▶
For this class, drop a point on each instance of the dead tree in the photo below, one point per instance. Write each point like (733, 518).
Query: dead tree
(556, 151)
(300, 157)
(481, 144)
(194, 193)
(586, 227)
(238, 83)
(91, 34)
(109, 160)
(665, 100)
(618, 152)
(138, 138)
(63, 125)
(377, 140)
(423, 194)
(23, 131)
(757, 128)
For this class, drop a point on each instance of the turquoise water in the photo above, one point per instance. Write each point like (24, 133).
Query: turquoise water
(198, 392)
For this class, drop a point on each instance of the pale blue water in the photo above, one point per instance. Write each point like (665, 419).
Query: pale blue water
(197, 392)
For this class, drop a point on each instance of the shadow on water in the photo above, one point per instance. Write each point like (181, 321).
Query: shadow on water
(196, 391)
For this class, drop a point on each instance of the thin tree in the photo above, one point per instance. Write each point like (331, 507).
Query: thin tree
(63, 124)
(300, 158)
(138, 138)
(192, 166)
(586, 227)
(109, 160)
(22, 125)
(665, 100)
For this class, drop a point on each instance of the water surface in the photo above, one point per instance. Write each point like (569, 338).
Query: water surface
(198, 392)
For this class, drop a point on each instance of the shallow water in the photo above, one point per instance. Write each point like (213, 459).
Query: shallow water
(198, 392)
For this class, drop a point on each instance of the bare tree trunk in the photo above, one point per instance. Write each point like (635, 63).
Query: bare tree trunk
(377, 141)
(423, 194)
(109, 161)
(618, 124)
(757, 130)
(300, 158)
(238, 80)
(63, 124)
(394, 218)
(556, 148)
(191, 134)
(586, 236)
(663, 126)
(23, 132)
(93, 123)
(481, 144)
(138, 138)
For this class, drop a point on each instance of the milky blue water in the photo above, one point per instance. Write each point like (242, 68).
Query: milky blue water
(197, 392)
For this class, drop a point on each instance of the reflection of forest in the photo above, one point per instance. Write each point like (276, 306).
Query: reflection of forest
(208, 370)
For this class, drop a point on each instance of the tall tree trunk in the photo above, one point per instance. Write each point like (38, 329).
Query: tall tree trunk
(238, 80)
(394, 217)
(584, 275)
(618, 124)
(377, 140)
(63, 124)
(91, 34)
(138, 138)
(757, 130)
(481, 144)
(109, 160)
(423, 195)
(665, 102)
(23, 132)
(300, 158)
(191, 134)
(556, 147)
◀
• Given problem
Rewrite everything from the line containing "like (276, 306)." down to the final row, both ends included, keeping the requests and raising every answer coordinate by 60.

• Answer to the problem
For this class, drop a point on each instance of the reflection of forest in the photo above, one point per instance. Write each point like (276, 306).
Query: reflection of forest
(268, 430)
For this class, drop a point on each instance of the tall tree trunk in the photo above, one point per instance. Write each point like (38, 329).
Query: tall tree trunk
(298, 140)
(454, 277)
(644, 335)
(678, 184)
(437, 200)
(123, 184)
(151, 94)
(198, 198)
(817, 190)
(541, 204)
(169, 220)
(483, 255)
(725, 162)
(83, 192)
(360, 218)
(251, 194)
(616, 207)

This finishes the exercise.